== What is being asked ==
Give back every record precisely.
= = = = =
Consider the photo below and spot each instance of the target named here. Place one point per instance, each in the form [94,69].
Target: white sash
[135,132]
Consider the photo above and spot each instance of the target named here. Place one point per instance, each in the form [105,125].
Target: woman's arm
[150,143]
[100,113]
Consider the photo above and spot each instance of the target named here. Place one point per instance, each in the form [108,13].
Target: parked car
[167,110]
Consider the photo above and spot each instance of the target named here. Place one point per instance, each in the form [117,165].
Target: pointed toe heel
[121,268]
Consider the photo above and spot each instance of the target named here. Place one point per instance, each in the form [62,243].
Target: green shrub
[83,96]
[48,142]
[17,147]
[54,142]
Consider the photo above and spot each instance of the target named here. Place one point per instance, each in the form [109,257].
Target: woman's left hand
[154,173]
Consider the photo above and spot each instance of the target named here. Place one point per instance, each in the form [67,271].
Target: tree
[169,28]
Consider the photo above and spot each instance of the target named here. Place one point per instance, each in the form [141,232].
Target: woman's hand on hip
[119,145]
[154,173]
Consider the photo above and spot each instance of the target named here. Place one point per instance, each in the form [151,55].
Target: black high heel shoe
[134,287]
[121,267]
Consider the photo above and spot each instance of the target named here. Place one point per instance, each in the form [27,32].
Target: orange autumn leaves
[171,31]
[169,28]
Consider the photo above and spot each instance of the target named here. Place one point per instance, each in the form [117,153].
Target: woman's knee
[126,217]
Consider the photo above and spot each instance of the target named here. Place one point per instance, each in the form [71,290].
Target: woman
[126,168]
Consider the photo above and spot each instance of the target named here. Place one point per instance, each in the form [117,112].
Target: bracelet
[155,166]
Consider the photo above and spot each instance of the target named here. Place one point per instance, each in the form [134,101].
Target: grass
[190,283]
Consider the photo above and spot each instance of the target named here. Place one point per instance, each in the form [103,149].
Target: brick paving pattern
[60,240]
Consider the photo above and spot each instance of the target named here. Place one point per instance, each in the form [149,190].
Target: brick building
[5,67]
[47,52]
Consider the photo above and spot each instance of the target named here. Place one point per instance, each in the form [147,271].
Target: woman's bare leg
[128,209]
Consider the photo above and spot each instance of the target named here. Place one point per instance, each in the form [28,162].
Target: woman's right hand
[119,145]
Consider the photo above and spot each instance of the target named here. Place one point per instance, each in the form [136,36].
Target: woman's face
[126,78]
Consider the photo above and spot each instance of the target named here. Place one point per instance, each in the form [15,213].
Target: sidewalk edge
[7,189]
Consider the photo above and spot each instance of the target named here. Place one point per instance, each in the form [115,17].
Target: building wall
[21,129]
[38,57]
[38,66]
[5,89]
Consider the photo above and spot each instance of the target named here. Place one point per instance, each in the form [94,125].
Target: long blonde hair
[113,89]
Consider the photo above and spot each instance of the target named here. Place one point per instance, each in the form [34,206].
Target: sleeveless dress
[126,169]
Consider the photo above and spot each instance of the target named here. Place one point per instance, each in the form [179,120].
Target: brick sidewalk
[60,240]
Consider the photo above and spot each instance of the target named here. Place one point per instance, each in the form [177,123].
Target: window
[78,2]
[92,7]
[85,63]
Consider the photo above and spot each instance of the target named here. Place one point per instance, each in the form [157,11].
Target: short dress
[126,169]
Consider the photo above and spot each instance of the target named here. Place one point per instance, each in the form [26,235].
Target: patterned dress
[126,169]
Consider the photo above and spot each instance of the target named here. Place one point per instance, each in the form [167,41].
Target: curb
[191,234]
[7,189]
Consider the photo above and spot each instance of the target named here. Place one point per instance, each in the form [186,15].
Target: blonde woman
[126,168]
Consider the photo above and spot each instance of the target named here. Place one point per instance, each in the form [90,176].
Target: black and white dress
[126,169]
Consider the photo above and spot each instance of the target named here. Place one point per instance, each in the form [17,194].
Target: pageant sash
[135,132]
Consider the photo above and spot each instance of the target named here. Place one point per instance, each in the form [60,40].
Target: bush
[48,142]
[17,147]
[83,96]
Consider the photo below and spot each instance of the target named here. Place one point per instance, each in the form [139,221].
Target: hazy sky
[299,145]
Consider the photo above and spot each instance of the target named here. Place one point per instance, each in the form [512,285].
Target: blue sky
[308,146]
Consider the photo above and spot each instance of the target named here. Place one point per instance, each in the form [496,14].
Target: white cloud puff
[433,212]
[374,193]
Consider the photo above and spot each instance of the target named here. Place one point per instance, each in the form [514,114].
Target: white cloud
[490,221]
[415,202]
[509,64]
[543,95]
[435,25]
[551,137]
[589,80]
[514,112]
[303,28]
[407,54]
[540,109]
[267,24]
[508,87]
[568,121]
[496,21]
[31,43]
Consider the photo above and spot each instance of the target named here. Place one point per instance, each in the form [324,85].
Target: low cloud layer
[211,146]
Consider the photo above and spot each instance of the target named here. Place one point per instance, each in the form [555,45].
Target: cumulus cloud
= = = = =
== Result ==
Consider the photo below and spot each instance of the target named here. Place one point per instance, each in the form [94,69].
Target: white sash
[135,132]
Consider the photo above and spot each instance of the target named here. Place one point per instance, each in the form [105,125].
Target: woman's arm
[150,143]
[100,113]
Consider the photo above and spot each instance of the target named here. Place one point per instance, each in the form [108,13].
Target: parked car
[167,110]
Consider the photo above and spot each instance of the target named here. Place one point per instance, each in the form [117,165].
Target: pointed toe heel
[121,268]
Consider the photo above and spot each instance of the target named here. Place one point per instance, each in the form [62,243].
Target: green shrub
[83,96]
[48,142]
[17,147]
[54,142]
Consider the photo above and spot each instance of the target named here. Place one point per instance, each in the form [109,257].
Target: woman's left hand
[154,173]
Consider the photo above and spot each instance of the target named here. Place one point per instance, each in the form [67,271].
Target: tree
[169,28]
Consider the photo above and spot each instance of the target named here. Place one point per instance, each in the form [141,232].
Target: woman's hand on hip
[119,145]
[154,173]
Consider the photo above and spot each instance of the target named here. Place one point per instance, each in the form [151,55].
Target: black high heel shoe
[134,287]
[121,267]
Consider the photo above and spot each instance of the target named here. Place one point per instance, each in the form [27,32].
Target: orange autumn leaves
[171,31]
[169,28]
Consider the photo above and spot each instance of the target named here. Place one point per instance, each in the form [117,153].
Target: woman's knee
[126,217]
Consider the photo above and spot each instance of the target named here. Place one point per instance, each in the form [71,290].
Target: woman
[126,168]
Consider the photo above and spot each instance of the target named here. Place one point per instance, each in the form [117,112].
Target: bracelet
[155,166]
Consider the photo above and spot each instance of the target named here. Place one point per instance, each in the form [134,101].
Target: grass
[190,283]
Consider the photo above and spot each instance of the target named here. Place one point per instance, each in the form [103,149].
Target: brick paving pattern
[60,240]
Consider the photo above and spot each instance of the target named here. Place one point per instance, each in the form [149,190].
Target: brick building
[5,67]
[47,52]
Consider the photo above and spot each instance of the target named here. Place one point per instance, each in the form [147,271].
Target: woman's bare leg
[128,209]
Consider the photo above and spot each instance of the target named here. Place one point per instance, each in the form [28,162].
Target: woman's right hand
[119,145]
Consider the photo above and spot each instance of the target named here. Place one point per instance, each in the form [136,36].
Target: woman's face
[126,78]
Consider the photo above and spot each instance of the target named here. Place one point per instance, each in the form [15,213].
Target: sidewalk edge
[7,189]
Consider the photo above and spot each instance of the target named here. Place one point per instance, each in the form [115,17].
Target: building wall
[21,129]
[38,57]
[38,66]
[5,89]
Consider the photo above and spot each instance of the target named here. Place one point per instance, each in the form [94,125].
Target: long blonde hair
[113,89]
Consider the photo above and spot each instance of the target named here. Place one point per instance, each in the form [34,206].
Target: sleeveless dress
[126,169]
Consider the photo above and spot each instance of the target named here. Place one point per instance, each in the form [179,120].
Target: brick sidewalk
[60,240]
Consider the photo above and spot each instance of the target named here. Place one point per instance, each in the form [177,123].
Target: window
[78,2]
[92,7]
[85,63]
Consider the photo above and spot each instance of the target named here. Place one point per instance, each in the form [157,11].
Target: short dress
[126,169]
Consider the photo above and spot each instance of the target named here. Place one point per instance, each in the form [26,235].
Target: patterned dress
[126,169]
Consider the photo above and spot each instance of the target named here. Place one point per instance, each in the form [167,41].
Target: curb
[191,234]
[7,189]
Consider the photo above and spot each instance of the target named here. Place one point per instance, each in the form [186,15].
Target: blonde woman
[126,168]
Consider the photo above and spot each instance of the target named here. Place one point per instance, each in the form [90,176].
Target: black and white dress
[126,169]
Consider the photo above and spot each instance of the target named here. Place one point per instance, each in the form [17,194].
Target: pageant sash
[135,132]
Consider the photo above and spot each instance of the target named here. Place one point per instance, each in the form [60,40].
Target: bush
[48,142]
[17,147]
[83,96]
Consider the photo below and spot each instance of the target named here. Place one point per instance, each in the form [139,221].
Target: hazy sky
[299,145]
Consider the photo above and spot each instance of the target named here. Place one point per instance, each in the form [512,285].
Target: blue sky
[308,146]
Consider the photo above and spot each instance of the target named here. Place one point per instance, each in the form [496,14].
Target: white cloud puff
[433,212]
[374,193]
Consider the photo above and spot each instance of the target named here. Place one point per instance, each in the form [514,114].
Target: white cloud
[490,221]
[415,202]
[509,64]
[543,95]
[435,25]
[551,137]
[589,80]
[514,112]
[303,28]
[407,54]
[540,109]
[267,24]
[508,87]
[568,121]
[496,21]
[31,43]
Consider the photo above and spot each instance of the target named here. Place one point per instance, each in the form [324,85].
Target: low cloud layer
[211,146]
Consider the photo above and spot each instance of the target named here. Place one point per instance, each in the form [555,45].
Target: cumulus cloud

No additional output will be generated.